§ **Text for analysis**
The results of this study align with findings from healthy individuals in that individuals in the Maintenance stage had greater daily stepping activity compared to those in earlier stages.22 In other words, individuals with stroke who self-reported being currently active and having done so for greater than 6 months were indeed taking more steps per day measured objectively compared to those in the Contemplation and Preparation stages. Interestingly, however, those in the Contemplation and Preparation stages appeared similar in their stepping activity (Table 2). Since our measure of readiness to change was specific to the construct of physical activity, we expected to see increases in daily stepping activity with stage progression. Previous evidence suggests, however, that discrepancies may exist between self-reported and objectively-measured activity levels in adults49 and individuals with stroke,50 and this may be one possible reason for this finding. Specifically, the data in Table 2 suggests that individuals in the Preparation stage who reported being active sometimes but not regularly, were often not achieving daily step counts that met the definition of regular activity that was provided to them. In parallel, as we defined regular physical activity as 3 or more days/week of at least 8,000 steps/day, not all participants who identified with being in the Maintenance stage met this criterion (Table 2). These results support the notion that self-reported and objectively measured levels of physical activity do not always agree in individuals with stroke. This could have occurred because participants may have had difficulty with accurately estimating their daily stepping activity. Although we did ask the participants if they had ever used a device to track their daily stepping and provided examples of how steps can be accumulated throughout the day, some participants may have not been able to accurately estimate their daily activity. In addition, other factors such as fatigue33 and energy cost of walking51 may affect activity levels in individuals with stroke and were not measured in this study. Thus, we cannot rule out the possibility that these unmeasured confounders may have affected our results. Nonetheless, individuals in the Maintenance stage who reported being active for a longer period of time did indeed take greater steps per day on average compared to individuals in earlier stages.
We found a negative relationship between readiness to change and depressive symptoms implying that as readiness levels progress, depressive symptoms may reduce. However, as data for this study were collected at a single point in time, we cannot infer the causal direction between these variables, and it could be that having lower levels of depressive symptoms facilitates advancement along the stages of change. The negative relationship observed between readiness to change and depressive symptoms is also in line with previous work demonstrating that depressive symptoms can negatively impact participation in stroke survivors.31,32,52,53 Thus, clinicians treating individuals post stroke may consider referral to other health care providers if the presence of depressive symptoms is interfering with readiness to change activity behavior.

§ **Data excerpts**
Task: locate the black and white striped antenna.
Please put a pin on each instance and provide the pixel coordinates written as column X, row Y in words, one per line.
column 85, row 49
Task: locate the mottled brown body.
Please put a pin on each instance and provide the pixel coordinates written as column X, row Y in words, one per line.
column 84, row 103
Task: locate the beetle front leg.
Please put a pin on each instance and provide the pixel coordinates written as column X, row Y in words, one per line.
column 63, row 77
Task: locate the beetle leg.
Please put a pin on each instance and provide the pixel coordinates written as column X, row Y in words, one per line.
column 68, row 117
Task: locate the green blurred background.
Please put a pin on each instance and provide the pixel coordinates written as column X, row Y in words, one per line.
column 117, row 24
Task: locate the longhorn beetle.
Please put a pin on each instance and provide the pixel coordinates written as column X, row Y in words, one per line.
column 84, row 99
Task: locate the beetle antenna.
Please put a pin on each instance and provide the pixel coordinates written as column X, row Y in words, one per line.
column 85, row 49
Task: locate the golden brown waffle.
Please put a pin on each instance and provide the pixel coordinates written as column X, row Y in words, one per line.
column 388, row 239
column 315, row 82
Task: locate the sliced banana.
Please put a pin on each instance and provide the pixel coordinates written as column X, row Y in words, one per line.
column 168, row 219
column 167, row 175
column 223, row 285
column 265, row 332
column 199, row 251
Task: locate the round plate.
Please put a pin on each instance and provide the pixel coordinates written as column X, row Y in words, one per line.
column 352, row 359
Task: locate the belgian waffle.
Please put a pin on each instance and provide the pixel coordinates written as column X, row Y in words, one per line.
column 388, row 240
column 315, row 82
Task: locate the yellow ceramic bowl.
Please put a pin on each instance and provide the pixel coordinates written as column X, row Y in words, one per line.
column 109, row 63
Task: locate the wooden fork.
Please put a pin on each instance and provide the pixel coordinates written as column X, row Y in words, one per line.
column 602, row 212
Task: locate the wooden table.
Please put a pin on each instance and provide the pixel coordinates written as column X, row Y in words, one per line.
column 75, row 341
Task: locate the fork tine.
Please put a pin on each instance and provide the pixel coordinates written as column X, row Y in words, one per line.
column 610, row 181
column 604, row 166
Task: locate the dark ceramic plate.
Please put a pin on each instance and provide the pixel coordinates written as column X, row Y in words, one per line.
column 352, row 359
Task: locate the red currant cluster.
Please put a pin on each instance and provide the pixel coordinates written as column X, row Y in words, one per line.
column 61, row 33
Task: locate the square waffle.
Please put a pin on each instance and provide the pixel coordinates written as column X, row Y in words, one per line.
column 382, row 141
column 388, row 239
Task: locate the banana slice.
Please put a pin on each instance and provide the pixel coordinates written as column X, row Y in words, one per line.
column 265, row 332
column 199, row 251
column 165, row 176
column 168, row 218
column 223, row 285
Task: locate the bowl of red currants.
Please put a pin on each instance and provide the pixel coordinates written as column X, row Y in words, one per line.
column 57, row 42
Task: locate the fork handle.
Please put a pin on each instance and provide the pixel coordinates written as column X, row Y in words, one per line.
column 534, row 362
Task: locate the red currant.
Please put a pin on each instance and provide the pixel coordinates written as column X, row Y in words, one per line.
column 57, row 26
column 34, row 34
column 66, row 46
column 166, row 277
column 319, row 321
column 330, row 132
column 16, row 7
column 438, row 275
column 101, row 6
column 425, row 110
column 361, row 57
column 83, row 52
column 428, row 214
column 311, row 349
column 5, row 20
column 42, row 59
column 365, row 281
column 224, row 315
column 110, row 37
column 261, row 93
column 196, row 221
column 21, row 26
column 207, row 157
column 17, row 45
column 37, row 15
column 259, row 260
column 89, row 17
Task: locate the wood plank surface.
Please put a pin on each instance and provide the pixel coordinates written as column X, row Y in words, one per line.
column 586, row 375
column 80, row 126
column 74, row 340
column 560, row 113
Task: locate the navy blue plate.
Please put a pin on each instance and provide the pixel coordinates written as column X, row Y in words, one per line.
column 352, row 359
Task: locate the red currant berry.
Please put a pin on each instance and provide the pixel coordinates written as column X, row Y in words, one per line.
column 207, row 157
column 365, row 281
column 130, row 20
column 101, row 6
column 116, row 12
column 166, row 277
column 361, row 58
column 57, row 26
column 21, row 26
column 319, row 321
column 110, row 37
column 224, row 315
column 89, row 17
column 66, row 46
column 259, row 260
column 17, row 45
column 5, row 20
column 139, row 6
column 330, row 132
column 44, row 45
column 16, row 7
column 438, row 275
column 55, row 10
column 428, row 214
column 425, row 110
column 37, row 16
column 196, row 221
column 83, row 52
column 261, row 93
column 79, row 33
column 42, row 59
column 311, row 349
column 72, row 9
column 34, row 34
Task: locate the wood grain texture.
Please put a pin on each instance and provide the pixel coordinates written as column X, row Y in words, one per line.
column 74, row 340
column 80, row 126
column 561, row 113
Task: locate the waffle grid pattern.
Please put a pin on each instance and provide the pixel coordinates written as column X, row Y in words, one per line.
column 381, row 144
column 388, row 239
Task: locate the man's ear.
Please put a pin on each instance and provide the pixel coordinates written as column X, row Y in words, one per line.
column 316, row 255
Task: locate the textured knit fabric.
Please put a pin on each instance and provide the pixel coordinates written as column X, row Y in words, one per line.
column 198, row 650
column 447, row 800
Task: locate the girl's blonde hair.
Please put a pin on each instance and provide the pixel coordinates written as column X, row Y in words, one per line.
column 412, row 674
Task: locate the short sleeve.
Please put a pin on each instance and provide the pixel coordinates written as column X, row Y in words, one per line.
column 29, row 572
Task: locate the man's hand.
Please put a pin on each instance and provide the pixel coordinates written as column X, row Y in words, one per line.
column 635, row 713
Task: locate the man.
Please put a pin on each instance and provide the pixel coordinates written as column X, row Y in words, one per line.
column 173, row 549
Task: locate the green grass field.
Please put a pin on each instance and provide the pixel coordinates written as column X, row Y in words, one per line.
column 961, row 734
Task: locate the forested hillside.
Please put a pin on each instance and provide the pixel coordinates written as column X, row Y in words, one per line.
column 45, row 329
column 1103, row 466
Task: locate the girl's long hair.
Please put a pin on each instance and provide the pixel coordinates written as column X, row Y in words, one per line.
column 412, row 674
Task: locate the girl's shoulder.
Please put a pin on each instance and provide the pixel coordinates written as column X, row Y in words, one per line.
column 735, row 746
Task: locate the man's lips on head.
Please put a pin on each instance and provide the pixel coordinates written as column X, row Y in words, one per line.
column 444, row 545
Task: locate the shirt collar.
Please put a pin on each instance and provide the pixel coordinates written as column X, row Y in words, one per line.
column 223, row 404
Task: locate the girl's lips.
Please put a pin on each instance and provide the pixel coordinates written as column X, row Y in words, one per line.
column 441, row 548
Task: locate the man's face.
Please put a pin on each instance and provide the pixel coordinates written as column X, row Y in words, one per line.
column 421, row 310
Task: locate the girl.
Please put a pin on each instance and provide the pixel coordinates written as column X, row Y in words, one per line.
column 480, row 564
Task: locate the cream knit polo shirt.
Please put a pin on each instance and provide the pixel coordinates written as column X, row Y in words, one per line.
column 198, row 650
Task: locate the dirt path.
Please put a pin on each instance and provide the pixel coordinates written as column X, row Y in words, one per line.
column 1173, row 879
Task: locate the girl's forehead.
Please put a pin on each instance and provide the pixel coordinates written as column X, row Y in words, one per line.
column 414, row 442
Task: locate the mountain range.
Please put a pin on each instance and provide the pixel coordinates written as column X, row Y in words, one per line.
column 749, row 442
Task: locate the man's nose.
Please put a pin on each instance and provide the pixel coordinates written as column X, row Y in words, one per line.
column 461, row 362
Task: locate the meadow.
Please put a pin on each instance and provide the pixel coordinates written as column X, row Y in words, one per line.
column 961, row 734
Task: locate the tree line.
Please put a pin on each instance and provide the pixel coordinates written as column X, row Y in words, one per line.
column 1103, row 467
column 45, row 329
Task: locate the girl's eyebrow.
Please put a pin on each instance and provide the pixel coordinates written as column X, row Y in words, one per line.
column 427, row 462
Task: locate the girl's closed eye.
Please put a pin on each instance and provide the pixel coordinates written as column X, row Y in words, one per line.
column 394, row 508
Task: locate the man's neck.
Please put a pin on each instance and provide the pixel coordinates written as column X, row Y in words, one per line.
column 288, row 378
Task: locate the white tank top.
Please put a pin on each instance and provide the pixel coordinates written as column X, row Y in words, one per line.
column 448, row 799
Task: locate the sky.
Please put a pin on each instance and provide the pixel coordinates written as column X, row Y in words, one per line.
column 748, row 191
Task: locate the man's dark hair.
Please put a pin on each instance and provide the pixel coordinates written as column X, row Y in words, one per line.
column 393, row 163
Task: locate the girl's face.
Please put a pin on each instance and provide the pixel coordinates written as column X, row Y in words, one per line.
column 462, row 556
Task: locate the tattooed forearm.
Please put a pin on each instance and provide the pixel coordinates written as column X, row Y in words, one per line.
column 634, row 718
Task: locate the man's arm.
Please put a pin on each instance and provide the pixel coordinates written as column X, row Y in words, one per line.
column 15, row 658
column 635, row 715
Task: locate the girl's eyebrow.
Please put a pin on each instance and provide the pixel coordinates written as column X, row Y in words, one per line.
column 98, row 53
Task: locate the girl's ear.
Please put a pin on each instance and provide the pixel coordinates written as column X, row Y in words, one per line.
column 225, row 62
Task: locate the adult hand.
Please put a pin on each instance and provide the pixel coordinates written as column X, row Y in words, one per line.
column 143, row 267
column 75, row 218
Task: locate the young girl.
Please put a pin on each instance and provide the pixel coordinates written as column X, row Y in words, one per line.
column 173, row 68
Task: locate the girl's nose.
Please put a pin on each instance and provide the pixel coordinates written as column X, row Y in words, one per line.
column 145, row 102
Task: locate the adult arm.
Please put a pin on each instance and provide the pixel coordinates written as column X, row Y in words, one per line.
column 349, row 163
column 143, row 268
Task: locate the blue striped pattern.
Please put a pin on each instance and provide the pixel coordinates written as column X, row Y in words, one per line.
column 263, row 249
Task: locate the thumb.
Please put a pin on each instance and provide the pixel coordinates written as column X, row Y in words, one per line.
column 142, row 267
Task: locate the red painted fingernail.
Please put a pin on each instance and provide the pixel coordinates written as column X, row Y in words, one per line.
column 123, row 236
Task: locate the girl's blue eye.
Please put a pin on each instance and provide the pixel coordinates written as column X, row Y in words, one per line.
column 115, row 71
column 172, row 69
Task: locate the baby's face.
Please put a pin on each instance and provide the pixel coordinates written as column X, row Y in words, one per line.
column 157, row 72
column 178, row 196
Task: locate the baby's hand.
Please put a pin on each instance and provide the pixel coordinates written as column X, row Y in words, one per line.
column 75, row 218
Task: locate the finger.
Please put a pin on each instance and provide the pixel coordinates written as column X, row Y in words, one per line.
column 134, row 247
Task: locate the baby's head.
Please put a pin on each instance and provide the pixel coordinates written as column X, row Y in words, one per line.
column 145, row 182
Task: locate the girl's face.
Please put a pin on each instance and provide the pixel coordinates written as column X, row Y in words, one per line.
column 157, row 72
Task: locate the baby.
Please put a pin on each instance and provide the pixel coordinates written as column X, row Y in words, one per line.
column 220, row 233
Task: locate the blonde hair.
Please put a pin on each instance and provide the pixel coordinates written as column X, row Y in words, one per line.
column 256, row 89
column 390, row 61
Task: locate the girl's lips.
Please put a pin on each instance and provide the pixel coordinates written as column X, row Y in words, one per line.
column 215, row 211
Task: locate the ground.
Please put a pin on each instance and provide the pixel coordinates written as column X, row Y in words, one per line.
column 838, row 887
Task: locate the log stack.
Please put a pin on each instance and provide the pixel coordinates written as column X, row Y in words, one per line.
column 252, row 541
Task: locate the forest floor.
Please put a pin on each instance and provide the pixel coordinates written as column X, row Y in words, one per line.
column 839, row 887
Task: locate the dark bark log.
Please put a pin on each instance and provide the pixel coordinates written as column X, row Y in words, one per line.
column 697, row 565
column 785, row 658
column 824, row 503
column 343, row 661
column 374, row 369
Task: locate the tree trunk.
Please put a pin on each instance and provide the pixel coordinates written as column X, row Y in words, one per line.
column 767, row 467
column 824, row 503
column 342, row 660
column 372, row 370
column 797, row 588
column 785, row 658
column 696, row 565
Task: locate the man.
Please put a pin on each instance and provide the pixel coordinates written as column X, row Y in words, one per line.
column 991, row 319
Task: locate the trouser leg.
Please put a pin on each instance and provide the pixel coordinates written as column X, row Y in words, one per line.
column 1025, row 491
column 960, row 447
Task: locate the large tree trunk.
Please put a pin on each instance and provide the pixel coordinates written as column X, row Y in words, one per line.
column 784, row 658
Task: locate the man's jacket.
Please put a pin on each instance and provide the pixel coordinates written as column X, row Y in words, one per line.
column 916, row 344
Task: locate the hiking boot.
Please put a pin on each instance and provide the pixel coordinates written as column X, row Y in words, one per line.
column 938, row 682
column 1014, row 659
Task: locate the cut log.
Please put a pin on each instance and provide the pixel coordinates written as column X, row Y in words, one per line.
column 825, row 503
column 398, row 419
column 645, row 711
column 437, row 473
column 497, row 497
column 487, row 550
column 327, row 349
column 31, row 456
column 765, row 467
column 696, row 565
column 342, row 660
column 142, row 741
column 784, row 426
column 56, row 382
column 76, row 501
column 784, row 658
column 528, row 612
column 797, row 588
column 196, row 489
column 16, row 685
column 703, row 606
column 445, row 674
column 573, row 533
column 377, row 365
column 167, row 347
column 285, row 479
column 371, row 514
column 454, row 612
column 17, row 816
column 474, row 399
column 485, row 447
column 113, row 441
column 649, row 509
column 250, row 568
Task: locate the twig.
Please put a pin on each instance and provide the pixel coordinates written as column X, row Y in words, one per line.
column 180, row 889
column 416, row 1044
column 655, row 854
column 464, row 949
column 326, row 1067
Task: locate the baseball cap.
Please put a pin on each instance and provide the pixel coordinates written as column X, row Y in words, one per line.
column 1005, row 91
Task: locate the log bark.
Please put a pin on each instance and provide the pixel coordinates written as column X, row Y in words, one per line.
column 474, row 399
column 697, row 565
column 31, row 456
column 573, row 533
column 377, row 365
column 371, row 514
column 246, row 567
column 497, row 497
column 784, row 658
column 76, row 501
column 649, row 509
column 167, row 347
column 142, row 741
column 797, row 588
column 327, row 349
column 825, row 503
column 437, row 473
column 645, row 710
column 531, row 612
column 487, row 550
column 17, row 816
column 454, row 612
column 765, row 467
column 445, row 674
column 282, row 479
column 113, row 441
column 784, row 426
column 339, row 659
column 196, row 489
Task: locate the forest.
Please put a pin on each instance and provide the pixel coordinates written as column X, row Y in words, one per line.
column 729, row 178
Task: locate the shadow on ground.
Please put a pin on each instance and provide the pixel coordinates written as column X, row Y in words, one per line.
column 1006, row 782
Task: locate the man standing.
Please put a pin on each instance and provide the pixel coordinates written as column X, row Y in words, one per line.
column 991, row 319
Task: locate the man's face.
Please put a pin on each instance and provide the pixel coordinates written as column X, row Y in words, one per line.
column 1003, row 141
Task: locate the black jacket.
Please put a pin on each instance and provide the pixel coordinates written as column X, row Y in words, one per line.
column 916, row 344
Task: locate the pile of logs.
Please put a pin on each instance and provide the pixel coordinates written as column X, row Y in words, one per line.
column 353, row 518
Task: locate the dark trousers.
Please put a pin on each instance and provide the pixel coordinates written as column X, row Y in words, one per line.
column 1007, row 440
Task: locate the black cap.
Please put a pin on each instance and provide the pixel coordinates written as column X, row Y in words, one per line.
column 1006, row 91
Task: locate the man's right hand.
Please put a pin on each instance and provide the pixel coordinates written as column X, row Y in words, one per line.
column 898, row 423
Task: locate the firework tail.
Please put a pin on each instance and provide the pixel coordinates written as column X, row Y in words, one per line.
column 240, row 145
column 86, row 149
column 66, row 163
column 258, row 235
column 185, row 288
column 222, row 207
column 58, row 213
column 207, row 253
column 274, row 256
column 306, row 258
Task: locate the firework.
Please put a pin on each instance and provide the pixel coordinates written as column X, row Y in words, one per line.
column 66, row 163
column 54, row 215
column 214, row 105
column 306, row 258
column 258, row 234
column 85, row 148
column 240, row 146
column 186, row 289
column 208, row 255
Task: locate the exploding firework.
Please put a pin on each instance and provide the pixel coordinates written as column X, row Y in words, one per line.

§ **Tasks for this exercise**
A - Answer these questions using the text on readiness to change and stepping activity after stroke, one answer per line:
(i) How was regular physical activity defined in terms of steps?
(ii) Which two factors does the text name as possibly affecting activity levels in individuals with stroke but not measured in the study?
(iii) What kind of relationship was found between readiness to change and depressive symptoms?
B - Carry on the text on readiness to change and stepping activity after stroke, starting right after its last sentence.

§ **Activity answers**
A -
(i) 3 or more days/week of at least 8,000 steps/day
(ii) Fatigue and the energy cost of walking
(iii) A negative relationship

B -
Contrary to previous evidence in healthy individuals,22 we found that readiness to change activity levels in individuals with stroke was not significantly related to their balance self-efficacy and physical health. This suggests that individuals with stroke in the later stages of change may not necessarily have greater balance self-efficacy or better physical health and that potentially other variables are important for progressing along the continuum of change for physical activity. This may be because having a high BMI54,55 and the presence of other comorbidities56 are risk factors for stroke and possibly more prevalent in a sample of persons with stroke compared to a sample of otherwise healthy individuals such as that in Rosenkranz et al.22 In addition, our measure of self-efficacy was specific to balance self-efficacy and not self-efficacy as it relates to physical activity and this may be one reason why we did not find a relationship between readiness to change and self-efficacy. We also considered the possibility that there may be a relationship between assistive device use and perceived self-efficacy;57 however, we did not observe any statistically significant differences or observable trends in the use of an assistive or orthotic device among individuals in the Contemplation, Preparation, and Maintenance stages. Similarly, we found that physical activity readiness to change was not associated with measures of physical capacity. As previous evidence suggests that measures of physical capacity are related to daily stepping activity,27,28,33,58 one might have expected to observe a significant relationship between walking activity readiness to change and SSWS and 6MWT. However, the Readiness to Change scale used in this study required participants to globally reflect on their levels of walking activity and did not include requirements related to how fast or far participants could walk. In addition, previous work suggests that measures of physical capacity, specifically the 6MWT, only account for ~37% of the variance in physical activity in individuals post stroke.33
Relapse has been observed in other behavioral change contexts, such as smoking cessation19 and physical activity after weight loss.59 In our study, ~75% of participants reported to have relapsed, indicating they were regularly active in the past but not currently. This suggests that relapse in activity levels may be common during recovery from stroke and that strategies to prevent relapse should be implemented to prevent individuals from regressing. Such strategies may include education on the continued use of a step activity monitor to encourage daily stepping and encouraging social support during exercise through group exercise sessions or virtual apps.60 However, it is important to acknowledge that we did not specifically define the time frame for this question and thus cannot conclude when relapses in activity occurred. Thus, further work is needed to understand how and when individuals post-stroke relapse to enable clinicians to intervene at these time points.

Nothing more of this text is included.